WHAT YOU NEED TO DO: Once you reach the line containing "of the gold", write out that line and every remaining line of the records exactly.

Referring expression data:
*** Block opens ***

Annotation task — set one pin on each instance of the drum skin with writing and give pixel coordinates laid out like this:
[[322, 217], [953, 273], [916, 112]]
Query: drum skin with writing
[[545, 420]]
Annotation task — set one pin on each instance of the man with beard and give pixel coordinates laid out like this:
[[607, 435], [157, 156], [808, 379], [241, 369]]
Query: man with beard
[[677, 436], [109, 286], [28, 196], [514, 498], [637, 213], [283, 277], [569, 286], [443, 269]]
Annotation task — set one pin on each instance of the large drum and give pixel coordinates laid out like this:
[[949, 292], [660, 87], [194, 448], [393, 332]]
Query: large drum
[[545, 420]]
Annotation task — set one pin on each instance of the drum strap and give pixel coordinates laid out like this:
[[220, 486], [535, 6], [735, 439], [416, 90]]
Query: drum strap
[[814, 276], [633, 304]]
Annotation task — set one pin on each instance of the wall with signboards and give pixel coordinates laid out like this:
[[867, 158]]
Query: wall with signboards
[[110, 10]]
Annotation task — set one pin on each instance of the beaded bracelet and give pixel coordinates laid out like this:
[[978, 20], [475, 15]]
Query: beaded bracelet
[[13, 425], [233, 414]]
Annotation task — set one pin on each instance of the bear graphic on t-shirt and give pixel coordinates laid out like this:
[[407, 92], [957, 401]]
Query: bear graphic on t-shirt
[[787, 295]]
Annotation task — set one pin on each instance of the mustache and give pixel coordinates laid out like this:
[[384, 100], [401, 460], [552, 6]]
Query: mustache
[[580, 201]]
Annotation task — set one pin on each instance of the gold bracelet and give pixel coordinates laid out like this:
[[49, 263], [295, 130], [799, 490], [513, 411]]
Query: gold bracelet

*** Block closes ***

OUTPUT OF THE TASK:
Annotation task — set one pin on each instance of the gold bracelet and give pixel coordinates laid out like this:
[[49, 263], [295, 130], [799, 490], [513, 411]]
Query: gold bracelet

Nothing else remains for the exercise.